** Start Records provided **

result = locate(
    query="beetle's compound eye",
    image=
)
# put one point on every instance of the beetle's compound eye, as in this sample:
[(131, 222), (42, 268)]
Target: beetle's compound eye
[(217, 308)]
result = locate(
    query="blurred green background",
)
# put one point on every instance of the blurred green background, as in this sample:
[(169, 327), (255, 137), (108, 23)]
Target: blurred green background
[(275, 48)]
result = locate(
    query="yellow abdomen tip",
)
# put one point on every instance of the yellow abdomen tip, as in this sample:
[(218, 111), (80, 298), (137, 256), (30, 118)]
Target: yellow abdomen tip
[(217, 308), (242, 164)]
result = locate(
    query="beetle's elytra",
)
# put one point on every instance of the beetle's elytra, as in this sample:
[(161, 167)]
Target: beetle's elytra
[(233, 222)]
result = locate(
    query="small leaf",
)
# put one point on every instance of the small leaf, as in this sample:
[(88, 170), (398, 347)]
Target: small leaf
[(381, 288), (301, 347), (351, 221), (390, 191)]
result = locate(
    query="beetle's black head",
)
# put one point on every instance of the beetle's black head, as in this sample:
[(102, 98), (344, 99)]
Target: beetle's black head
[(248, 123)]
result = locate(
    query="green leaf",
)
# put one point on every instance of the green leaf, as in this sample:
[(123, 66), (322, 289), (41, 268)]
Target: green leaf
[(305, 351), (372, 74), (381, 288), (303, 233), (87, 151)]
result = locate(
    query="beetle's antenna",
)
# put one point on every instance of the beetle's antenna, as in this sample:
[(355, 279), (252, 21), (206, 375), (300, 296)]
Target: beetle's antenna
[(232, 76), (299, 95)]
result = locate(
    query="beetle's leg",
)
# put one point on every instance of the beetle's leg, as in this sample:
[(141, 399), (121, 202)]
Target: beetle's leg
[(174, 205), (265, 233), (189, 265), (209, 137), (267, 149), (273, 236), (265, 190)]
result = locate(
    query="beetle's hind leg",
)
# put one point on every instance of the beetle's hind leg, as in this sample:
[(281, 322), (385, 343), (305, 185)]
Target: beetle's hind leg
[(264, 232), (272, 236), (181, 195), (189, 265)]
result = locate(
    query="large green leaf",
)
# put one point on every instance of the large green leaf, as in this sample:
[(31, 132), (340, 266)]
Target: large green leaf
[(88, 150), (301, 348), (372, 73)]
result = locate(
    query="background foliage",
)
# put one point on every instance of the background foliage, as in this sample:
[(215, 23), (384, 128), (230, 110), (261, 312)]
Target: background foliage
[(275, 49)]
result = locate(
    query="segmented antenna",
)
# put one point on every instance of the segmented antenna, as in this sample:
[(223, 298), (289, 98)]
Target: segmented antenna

** End Records provided **

Update all of the records above, changing each occurrence of "sample" to "example" and leaving every other part untouched.

Correct output:
result = locate(
    query="beetle's compound eye",
    image=
)
# put one point on every instance of the beetle's compound eye, as in this example:
[(131, 222), (42, 268)]
Target: beetle's compound eye
[(217, 308)]
result = locate(
    query="blurred green background",
)
# put one point on every instance of the blurred green background, as in this example:
[(169, 327), (255, 137), (108, 23)]
Target: blurred green background
[(275, 48)]
result = locate(
    query="yellow abdomen tip",
)
# put one point on every instance of the yellow abdomen tip, as in this example:
[(218, 111), (80, 298), (137, 256), (30, 118)]
Target: yellow abdomen tip
[(217, 308), (242, 164)]
result = locate(
    query="beetle's elytra",
)
# put one point on every instance of the beetle's elytra, as in this example:
[(161, 167)]
Target: beetle's elytra
[(233, 222)]
result = locate(
    query="small leaf",
)
# put one point on every instance of the small leaf, as in this example:
[(88, 170), (398, 347)]
Target: small leaf
[(381, 288), (301, 347), (351, 221), (390, 191)]
result = locate(
    query="beetle's black head",
)
# put one point on every instance of the beetle's black head, as in this example:
[(102, 98), (344, 99)]
Target: beetle's black head
[(248, 123)]
result = locate(
    query="green leaf",
)
# put one point on every instance of the green leaf, as in this example:
[(123, 66), (322, 289), (41, 268)]
Target: green leaf
[(305, 351), (372, 74), (381, 288), (303, 233), (87, 151)]
result = locate(
    query="beetle's antenna",
)
# put one point on every instance of the beetle's antenna, as in this example:
[(355, 279), (252, 21), (206, 375), (300, 296)]
Target: beetle's antenna
[(232, 76), (299, 95)]
result = locate(
    query="beetle's leg",
)
# put one point on every instance of the beetle's leg, as in this example:
[(141, 399), (121, 202)]
Target: beetle's leg
[(174, 205), (265, 233), (189, 265), (209, 137), (267, 149), (273, 236), (265, 190)]
result = locate(
    query="beetle's hind leg",
)
# put one point on every instance of the beetle's hind leg, as in this example:
[(281, 322), (385, 343), (305, 185)]
Target: beetle's hind leg
[(264, 232), (272, 236), (181, 195), (189, 265)]
result = locate(
    query="large green leaf",
)
# put one point on every instance of the large green leaf, as in this example:
[(31, 132), (340, 266)]
Target: large green leaf
[(88, 150), (301, 348), (372, 73)]
result = locate(
    query="background foliage",
)
# put one point on every instance of the background foliage, as in this example:
[(215, 23), (384, 128), (230, 110), (261, 312)]
Target: background foliage
[(275, 49)]
result = locate(
    query="segmented antenna",
)
# put one point on every instance of the segmented antenna, as in this example:
[(223, 298), (289, 98)]
Target: segmented antenna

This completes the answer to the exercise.